# start of Material for this task

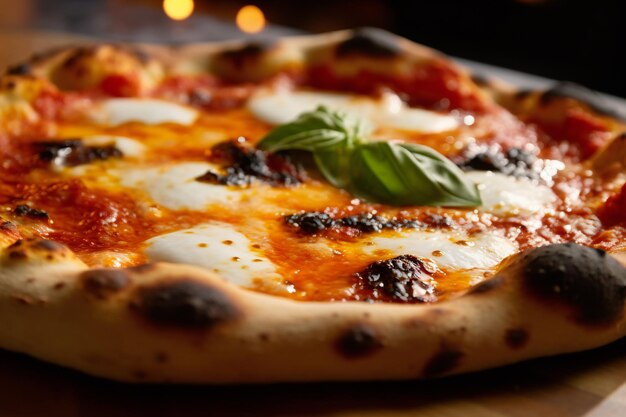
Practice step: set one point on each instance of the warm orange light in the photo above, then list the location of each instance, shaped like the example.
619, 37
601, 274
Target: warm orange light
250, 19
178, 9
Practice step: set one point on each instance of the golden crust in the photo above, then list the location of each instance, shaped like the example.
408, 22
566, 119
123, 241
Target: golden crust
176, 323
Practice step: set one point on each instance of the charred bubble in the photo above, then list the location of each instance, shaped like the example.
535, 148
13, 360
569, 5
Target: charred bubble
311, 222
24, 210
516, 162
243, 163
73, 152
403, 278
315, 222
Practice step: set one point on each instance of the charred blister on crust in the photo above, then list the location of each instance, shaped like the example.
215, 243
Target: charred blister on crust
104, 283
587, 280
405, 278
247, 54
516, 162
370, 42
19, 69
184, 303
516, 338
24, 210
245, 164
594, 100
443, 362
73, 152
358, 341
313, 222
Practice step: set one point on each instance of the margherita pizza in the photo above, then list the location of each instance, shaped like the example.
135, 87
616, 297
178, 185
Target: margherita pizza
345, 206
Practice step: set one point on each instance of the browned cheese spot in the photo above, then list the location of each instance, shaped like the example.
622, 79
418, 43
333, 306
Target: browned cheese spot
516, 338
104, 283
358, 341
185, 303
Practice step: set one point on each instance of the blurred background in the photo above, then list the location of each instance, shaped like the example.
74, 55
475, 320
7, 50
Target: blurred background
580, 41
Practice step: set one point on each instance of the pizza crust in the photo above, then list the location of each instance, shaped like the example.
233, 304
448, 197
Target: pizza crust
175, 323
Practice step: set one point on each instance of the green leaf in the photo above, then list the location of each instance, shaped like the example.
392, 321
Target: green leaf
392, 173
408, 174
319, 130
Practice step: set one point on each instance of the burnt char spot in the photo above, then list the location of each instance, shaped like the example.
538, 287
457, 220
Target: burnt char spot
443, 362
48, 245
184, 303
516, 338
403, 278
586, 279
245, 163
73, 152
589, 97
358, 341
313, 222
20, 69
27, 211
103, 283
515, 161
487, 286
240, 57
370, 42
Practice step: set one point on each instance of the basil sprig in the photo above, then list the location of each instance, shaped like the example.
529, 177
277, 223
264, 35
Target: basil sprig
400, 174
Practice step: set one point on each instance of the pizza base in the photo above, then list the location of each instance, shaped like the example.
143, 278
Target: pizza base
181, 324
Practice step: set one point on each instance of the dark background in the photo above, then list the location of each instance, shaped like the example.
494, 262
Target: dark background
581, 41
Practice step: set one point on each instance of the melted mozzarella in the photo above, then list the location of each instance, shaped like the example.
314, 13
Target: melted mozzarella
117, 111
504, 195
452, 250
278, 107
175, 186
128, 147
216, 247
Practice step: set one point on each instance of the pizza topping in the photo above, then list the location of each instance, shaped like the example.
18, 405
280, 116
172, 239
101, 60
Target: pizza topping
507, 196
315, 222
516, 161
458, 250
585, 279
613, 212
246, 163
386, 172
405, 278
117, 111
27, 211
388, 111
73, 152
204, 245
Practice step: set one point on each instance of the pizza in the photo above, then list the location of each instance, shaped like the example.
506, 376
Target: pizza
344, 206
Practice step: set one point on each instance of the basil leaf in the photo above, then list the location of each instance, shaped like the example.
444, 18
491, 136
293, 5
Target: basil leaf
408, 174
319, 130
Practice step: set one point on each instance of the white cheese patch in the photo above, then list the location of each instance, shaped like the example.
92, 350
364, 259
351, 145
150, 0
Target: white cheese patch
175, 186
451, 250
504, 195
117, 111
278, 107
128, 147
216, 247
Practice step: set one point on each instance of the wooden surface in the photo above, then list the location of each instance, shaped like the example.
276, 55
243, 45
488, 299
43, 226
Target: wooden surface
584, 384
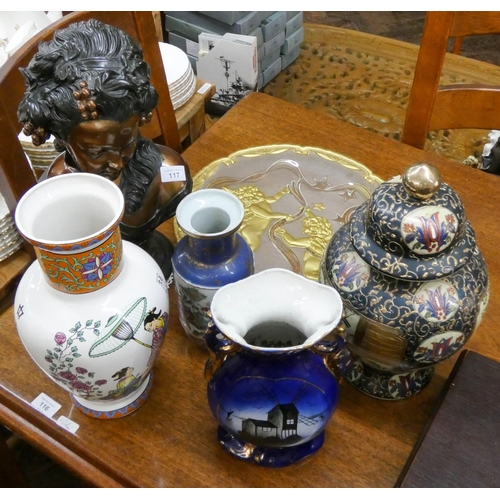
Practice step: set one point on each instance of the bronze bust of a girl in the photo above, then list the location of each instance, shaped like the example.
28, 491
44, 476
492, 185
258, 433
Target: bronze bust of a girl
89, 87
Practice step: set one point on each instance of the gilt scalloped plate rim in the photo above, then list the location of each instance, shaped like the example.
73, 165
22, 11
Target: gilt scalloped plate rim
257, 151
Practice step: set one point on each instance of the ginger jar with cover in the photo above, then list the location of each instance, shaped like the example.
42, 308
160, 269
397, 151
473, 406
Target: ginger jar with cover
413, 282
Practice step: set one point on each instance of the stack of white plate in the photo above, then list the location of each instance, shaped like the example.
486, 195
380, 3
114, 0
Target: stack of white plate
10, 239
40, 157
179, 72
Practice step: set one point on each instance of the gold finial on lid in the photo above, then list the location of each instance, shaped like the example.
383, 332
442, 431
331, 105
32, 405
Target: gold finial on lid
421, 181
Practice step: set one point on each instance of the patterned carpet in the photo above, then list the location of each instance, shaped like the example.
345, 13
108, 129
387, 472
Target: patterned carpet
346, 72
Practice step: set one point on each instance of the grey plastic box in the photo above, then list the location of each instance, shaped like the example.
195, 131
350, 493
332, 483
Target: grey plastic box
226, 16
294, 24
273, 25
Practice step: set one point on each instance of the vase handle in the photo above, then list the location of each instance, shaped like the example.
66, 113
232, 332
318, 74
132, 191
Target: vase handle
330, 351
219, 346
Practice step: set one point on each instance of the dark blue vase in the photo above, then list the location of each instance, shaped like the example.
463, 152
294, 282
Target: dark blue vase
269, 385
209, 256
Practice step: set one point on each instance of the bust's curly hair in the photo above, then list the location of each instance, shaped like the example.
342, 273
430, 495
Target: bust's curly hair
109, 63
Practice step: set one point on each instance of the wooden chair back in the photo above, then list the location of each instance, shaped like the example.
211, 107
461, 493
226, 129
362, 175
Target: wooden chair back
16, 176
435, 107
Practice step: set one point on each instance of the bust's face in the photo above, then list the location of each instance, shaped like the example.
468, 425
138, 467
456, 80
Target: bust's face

# end of Material for this task

| Stated task |
Render all the records above as a Markdown table with the columns No. and Line, one numbered row per line, skipping blank lines. Leave out the pictures.

| Problem solution |
| No. | Line |
|---|---|
| 1 | Practice step: set one point on each instance of the warm orange light in the photo above, then list the location of each instance, shaped like the example. |
| 2 | 619, 37 |
| 3 | 601, 274 |
| 4 | Target: warm orange light |
| 5 | 250, 19 |
| 6 | 178, 9 |
| 7 | Practice step: set one point on each instance of the golden crust in the photo above, then list the location of each instance, shaped like the example. |
| 8 | 408, 22 |
| 9 | 566, 119 |
| 10 | 123, 241 |
| 11 | Target: golden crust |
| 12 | 176, 323 |
| 13 | Practice step: set one point on each instance of the charred bubble in the photo above, then list the location of each instance, shaped like the example. |
| 14 | 535, 148 |
| 15 | 13, 360 |
| 16 | 569, 5 |
| 17 | Target: charred bubble |
| 18 | 311, 222 |
| 19 | 24, 210 |
| 20 | 516, 162 |
| 21 | 243, 163 |
| 22 | 73, 152 |
| 23 | 403, 278 |
| 24 | 315, 222 |
| 25 | Practice step: set one point on each instance of the charred blister on crust in the photo above, then list the location of each instance, shaped like the example. |
| 26 | 215, 243 |
| 27 | Target: charred blister on crust |
| 28 | 104, 283 |
| 29 | 587, 280 |
| 30 | 405, 278 |
| 31 | 247, 54 |
| 32 | 516, 162 |
| 33 | 370, 42 |
| 34 | 19, 69 |
| 35 | 184, 303 |
| 36 | 516, 338 |
| 37 | 24, 210 |
| 38 | 245, 164 |
| 39 | 594, 100 |
| 40 | 443, 362 |
| 41 | 73, 152 |
| 42 | 358, 341 |
| 43 | 313, 222 |
| 44 | Practice step: set one point on each instance of the margherita pizza in the photo above, then list the location of each instance, shaped like the example. |
| 45 | 135, 87 |
| 46 | 616, 297 |
| 47 | 178, 185 |
| 48 | Target: margherita pizza |
| 49 | 345, 206 |
| 50 | Practice step: set one point on each instance of the browned cheese spot in the photo above, then list the location of each instance, shaped like the example. |
| 51 | 622, 79 |
| 52 | 418, 43 |
| 53 | 333, 306 |
| 54 | Target: browned cheese spot |
| 55 | 516, 338 |
| 56 | 104, 283 |
| 57 | 358, 341 |
| 58 | 185, 303 |
| 59 | Practice step: set one point on each instance of the blurred background in the photo above, then list the location of each instance, shaped like the example. |
| 60 | 74, 55 |
| 61 | 475, 320 |
| 62 | 7, 50 |
| 63 | Target: blurred background |
| 64 | 580, 41 |
| 65 | Practice step: set one point on each instance of the pizza crust in the photo above, then list the location of each instance, shaped like the example. |
| 66 | 233, 304 |
| 67 | 448, 197 |
| 68 | Target: pizza crust |
| 69 | 175, 323 |
| 70 | Practice step: set one point on each instance of the green leaf in the photo above, then list the location of each instance, shaped like the example. |
| 71 | 392, 321 |
| 72 | Target: green leaf |
| 73 | 392, 173 |
| 74 | 408, 174 |
| 75 | 319, 130 |
| 76 | Practice step: set one point on each instance of the burnt char spot in the photo above, then list the location of each instance, shaped like the example. |
| 77 | 538, 287 |
| 78 | 457, 220 |
| 79 | Target: burnt char spot |
| 80 | 443, 362 |
| 81 | 48, 245 |
| 82 | 184, 303 |
| 83 | 516, 338 |
| 84 | 403, 278 |
| 85 | 586, 279 |
| 86 | 245, 163 |
| 87 | 73, 152 |
| 88 | 589, 97 |
| 89 | 358, 341 |
| 90 | 313, 222 |
| 91 | 20, 69 |
| 92 | 27, 211 |
| 93 | 103, 283 |
| 94 | 515, 161 |
| 95 | 487, 286 |
| 96 | 240, 57 |
| 97 | 370, 42 |
| 98 | Practice step: set one point on each instance of the basil sprig in the photo above, then list the location of each instance, shaped like the example. |
| 99 | 529, 177 |
| 100 | 277, 223 |
| 101 | 264, 35 |
| 102 | Target: basil sprig |
| 103 | 400, 174 |
| 104 | Practice step: set one point on each instance of the pizza base in the photo above, then list the location of each instance, shaped like the example. |
| 105 | 143, 278 |
| 106 | Target: pizza base |
| 107 | 181, 324 |
| 108 | Practice step: set one point on each instance of the dark background in the photo above, then list the location of each instance, shaped like the example. |
| 109 | 494, 262 |
| 110 | Target: dark background |
| 111 | 581, 41 |
| 112 | Practice step: set one point on each instance of the melted mozzarella in the photo above, then list the location of each instance, shaped like the example. |
| 113 | 314, 13 |
| 114 | Target: melted mozzarella |
| 115 | 117, 111 |
| 116 | 504, 195 |
| 117 | 452, 250 |
| 118 | 278, 107 |
| 119 | 175, 186 |
| 120 | 128, 147 |
| 121 | 216, 247 |
| 122 | Practice step: set one point on each instance of the pizza topping in the photo above, then list the location of each instance, shaped like the example. |
| 123 | 18, 405 |
| 124 | 280, 116 |
| 125 | 172, 239 |
| 126 | 101, 60 |
| 127 | Target: pizza topping |
| 128 | 507, 196 |
| 129 | 315, 222 |
| 130 | 516, 161 |
| 131 | 458, 250 |
| 132 | 585, 279 |
| 133 | 613, 212 |
| 134 | 246, 163 |
| 135 | 386, 172 |
| 136 | 405, 278 |
| 137 | 117, 111 |
| 138 | 27, 211 |
| 139 | 388, 111 |
| 140 | 73, 152 |
| 141 | 204, 245 |
| 142 | Practice step: set one point on each instance of the pizza in the photo above, then list the location of each instance, shaped like the example. |
| 143 | 506, 376 |
| 144 | Target: pizza |
| 145 | 344, 206 |
| 146 | Practice step: set one point on each instance of the basil leaf in the photo above, then list the location of each instance, shaped like the example. |
| 147 | 444, 18 |
| 148 | 491, 136 |
| 149 | 293, 5 |
| 150 | Target: basil leaf |
| 151 | 408, 174 |
| 152 | 319, 130 |
| 153 | Practice step: set one point on each instance of the white cheese patch in the photo above, then list the location of each instance, shaped like the example. |
| 154 | 92, 350 |
| 155 | 364, 259 |
| 156 | 351, 145 |
| 157 | 150, 0 |
| 158 | Target: white cheese patch |
| 159 | 175, 186 |
| 160 | 451, 250 |
| 161 | 504, 195 |
| 162 | 117, 111 |
| 163 | 278, 107 |
| 164 | 128, 147 |
| 165 | 216, 247 |
| 166 | Practice step: set one point on each instance of the wooden surface in the photo above, then list the location of each instance, shaped like the example. |
| 167 | 276, 55 |
| 168 | 243, 45 |
| 169 | 488, 299 |
| 170 | 43, 226 |
| 171 | Target: wooden surface |
| 172 | 584, 384 |
| 173 | Practice step: set one point on each instance of the bronze bust of a girl in the photo above, then list the location of each instance, shaped like the example. |
| 174 | 28, 491 |
| 175 | 44, 476 |
| 176 | 492, 185 |
| 177 | 258, 433 |
| 178 | Target: bronze bust of a girl |
| 179 | 89, 87 |
| 180 | Practice step: set one point on each instance of the gilt scalloped plate rim in the photo above, then list the location of each instance, shaped like the example. |
| 181 | 73, 165 |
| 182 | 22, 11 |
| 183 | Target: gilt scalloped plate rim |
| 184 | 257, 151 |
| 185 | Practice step: set one point on each instance of the ginger jar with cover in the photo above, then list the location of each instance, shaped like the example. |
| 186 | 42, 308 |
| 187 | 160, 269 |
| 188 | 397, 151 |
| 189 | 473, 406 |
| 190 | Target: ginger jar with cover |
| 191 | 413, 282 |
| 192 | Practice step: set one point on each instance of the stack of white plate in the photo above, then list the location of each instance, shaped like the example. |
| 193 | 486, 195 |
| 194 | 380, 3 |
| 195 | 114, 0 |
| 196 | Target: stack of white plate |
| 197 | 10, 239 |
| 198 | 40, 157 |
| 199 | 179, 72 |
| 200 | Practice step: set one point on each instance of the gold finial on lid in the photo above, then list the location of each instance, shaped like the example. |
| 201 | 383, 332 |
| 202 | 442, 431 |
| 203 | 331, 105 |
| 204 | 32, 405 |
| 205 | Target: gold finial on lid |
| 206 | 421, 181 |
| 207 | Practice step: set one point on each instance of the patterned carpet in the photo above, then list the location of each instance, shaped like the example. |
| 208 | 345, 13 |
| 209 | 108, 129 |
| 210 | 387, 472 |
| 211 | Target: patterned carpet |
| 212 | 346, 72 |
| 213 | Practice step: set one point on each instance of the grey plastic box in the photo above, then list the location of each instance, shaped like the example. |
| 214 | 195, 131 |
| 215 | 350, 493 |
| 216 | 332, 483 |
| 217 | Target: grey plastic box |
| 218 | 226, 16 |
| 219 | 294, 24 |
| 220 | 273, 25 |
| 221 | Practice step: set one point on each instance of the vase handle in the photo above, then list the location of each instance, shaped like the example. |
| 222 | 66, 113 |
| 223 | 232, 332 |
| 224 | 318, 74 |
| 225 | 132, 191 |
| 226 | Target: vase handle |
| 227 | 330, 351 |
| 228 | 219, 346 |
| 229 | Practice step: set one point on each instance of the dark blue vase in the photo above, then list the location of each instance, shaped like the example. |
| 230 | 463, 152 |
| 231 | 294, 282 |
| 232 | Target: dark blue vase |
| 233 | 269, 385 |
| 234 | 209, 256 |
| 235 | Practice step: set one point on each instance of the bust's curly hair in the photo above, then list the location of each instance, shaped like the example. |
| 236 | 342, 273 |
| 237 | 430, 495 |
| 238 | Target: bust's curly hair |
| 239 | 109, 63 |
| 240 | Practice step: set one point on each instance of the wooden chair back in the photo above, then list the location of each instance, shaped like the example. |
| 241 | 211, 107 |
| 242 | 461, 493 |
| 243 | 226, 129 |
| 244 | 362, 175 |
| 245 | Target: wooden chair back |
| 246 | 16, 176 |
| 247 | 435, 107 |
| 248 | Practice step: set one point on each instance of the bust's face in the photo above, then list the location of each instance, shaped like the example. |
| 249 | 468, 425 |
| 250 | 138, 467 |
| 251 | 456, 80 |
| 252 | Target: bust's face |